Aim:
Display each line of the records below that contains the string "task", copied in full. Case counts.

Provided records:
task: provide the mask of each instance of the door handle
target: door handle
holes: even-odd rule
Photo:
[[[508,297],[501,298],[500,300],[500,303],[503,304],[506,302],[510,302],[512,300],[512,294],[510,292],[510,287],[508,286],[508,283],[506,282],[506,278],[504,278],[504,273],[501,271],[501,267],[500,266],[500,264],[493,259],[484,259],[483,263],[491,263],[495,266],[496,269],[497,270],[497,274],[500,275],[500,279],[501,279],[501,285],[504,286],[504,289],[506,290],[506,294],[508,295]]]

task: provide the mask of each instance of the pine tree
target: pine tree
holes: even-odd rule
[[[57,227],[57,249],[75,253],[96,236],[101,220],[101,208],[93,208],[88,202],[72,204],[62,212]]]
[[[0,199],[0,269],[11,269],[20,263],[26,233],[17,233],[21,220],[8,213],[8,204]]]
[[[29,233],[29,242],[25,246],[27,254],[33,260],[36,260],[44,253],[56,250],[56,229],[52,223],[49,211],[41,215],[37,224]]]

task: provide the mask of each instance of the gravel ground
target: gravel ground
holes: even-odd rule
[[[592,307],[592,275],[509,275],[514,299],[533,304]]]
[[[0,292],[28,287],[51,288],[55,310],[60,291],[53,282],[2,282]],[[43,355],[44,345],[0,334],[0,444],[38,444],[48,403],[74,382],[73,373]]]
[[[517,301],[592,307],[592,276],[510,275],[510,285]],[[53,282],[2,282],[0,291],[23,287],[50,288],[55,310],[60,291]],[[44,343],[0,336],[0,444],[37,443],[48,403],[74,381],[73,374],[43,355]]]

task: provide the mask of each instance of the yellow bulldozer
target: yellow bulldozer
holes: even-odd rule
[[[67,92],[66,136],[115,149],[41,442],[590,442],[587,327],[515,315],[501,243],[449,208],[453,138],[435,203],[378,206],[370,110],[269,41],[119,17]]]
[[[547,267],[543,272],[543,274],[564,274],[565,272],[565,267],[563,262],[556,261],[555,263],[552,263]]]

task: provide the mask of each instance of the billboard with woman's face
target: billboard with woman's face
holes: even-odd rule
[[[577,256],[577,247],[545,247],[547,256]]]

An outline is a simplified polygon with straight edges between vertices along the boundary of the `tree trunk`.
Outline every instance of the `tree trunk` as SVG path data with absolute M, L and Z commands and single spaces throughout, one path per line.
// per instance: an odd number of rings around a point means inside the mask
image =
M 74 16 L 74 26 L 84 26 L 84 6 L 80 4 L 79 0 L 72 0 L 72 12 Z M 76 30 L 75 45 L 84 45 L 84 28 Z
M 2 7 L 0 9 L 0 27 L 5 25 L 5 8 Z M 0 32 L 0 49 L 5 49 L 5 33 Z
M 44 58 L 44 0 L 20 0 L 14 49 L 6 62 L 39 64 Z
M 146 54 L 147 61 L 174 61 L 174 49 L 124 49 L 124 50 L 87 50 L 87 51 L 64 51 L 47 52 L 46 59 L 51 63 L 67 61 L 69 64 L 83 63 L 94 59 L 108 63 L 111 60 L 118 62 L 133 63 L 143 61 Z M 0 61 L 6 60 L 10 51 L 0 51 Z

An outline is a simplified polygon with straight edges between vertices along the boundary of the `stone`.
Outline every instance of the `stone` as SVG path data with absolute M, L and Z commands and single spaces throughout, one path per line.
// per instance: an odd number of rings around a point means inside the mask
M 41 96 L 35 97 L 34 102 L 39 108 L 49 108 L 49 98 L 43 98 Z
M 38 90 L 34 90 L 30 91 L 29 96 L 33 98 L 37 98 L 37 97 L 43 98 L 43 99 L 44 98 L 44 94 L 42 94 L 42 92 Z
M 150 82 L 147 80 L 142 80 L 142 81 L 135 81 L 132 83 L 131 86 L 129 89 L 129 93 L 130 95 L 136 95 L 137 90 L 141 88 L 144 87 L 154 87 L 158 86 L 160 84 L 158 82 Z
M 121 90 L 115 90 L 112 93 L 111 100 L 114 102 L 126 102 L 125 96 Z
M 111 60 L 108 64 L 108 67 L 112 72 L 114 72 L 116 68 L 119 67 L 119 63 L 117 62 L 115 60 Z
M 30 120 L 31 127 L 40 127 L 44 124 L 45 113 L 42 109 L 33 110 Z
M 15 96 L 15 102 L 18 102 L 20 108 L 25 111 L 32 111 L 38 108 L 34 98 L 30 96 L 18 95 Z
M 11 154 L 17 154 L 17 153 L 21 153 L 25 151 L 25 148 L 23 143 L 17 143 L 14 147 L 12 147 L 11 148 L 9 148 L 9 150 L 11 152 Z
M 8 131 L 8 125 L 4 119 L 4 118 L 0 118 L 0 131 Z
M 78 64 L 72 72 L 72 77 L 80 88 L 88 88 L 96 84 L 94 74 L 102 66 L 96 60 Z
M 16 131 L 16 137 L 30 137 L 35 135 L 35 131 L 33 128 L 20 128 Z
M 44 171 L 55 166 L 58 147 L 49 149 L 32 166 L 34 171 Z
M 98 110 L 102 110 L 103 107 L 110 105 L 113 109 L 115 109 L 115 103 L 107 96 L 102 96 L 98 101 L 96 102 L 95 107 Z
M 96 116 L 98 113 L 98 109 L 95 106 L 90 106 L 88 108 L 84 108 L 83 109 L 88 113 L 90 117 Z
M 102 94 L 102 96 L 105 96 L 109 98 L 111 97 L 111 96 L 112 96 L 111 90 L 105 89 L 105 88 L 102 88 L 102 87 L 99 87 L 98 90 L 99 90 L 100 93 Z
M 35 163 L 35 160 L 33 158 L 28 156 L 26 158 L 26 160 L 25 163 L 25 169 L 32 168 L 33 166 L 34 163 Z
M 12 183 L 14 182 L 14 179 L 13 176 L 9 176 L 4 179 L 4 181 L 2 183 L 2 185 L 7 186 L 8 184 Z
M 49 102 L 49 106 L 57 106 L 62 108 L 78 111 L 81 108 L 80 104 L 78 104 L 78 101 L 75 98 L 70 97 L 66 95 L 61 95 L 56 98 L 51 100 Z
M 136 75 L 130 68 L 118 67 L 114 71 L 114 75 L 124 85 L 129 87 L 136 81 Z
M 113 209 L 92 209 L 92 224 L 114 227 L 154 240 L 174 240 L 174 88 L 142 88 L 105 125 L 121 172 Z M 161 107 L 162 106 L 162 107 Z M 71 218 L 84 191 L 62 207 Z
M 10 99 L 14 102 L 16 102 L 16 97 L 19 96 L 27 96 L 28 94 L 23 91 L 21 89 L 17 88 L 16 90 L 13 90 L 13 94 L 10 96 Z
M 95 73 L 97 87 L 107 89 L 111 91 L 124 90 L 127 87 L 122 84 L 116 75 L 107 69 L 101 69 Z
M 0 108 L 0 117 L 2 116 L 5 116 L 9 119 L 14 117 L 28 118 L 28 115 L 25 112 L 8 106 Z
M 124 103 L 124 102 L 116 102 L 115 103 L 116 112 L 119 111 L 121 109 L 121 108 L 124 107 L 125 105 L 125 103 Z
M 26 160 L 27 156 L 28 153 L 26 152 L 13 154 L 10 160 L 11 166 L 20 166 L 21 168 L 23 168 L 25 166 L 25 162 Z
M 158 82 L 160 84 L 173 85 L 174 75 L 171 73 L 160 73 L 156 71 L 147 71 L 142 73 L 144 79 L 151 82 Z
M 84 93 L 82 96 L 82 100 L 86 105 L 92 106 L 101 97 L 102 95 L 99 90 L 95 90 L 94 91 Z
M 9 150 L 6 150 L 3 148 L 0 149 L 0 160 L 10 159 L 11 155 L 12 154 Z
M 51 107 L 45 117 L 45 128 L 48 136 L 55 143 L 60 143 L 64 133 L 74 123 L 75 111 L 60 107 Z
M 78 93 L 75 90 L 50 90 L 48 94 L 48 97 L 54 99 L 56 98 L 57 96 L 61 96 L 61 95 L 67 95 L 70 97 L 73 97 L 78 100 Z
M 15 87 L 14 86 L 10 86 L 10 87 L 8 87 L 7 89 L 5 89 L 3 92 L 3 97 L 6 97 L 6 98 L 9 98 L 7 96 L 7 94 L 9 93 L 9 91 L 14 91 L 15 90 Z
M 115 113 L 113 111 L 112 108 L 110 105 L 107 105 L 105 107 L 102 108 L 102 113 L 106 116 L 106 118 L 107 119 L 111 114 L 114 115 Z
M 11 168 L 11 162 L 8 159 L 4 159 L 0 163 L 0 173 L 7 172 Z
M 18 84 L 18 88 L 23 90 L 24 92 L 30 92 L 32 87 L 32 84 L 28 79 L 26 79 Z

Expected answer:
task: provide the mask of each instance of the door handle
task: provide the mask of each instance of the pine tree
task: provide the mask of each instance of the gravel ground
task: provide the mask of each instance of the yellow bulldozer
task: provide the mask of each instance of the billboard with woman's face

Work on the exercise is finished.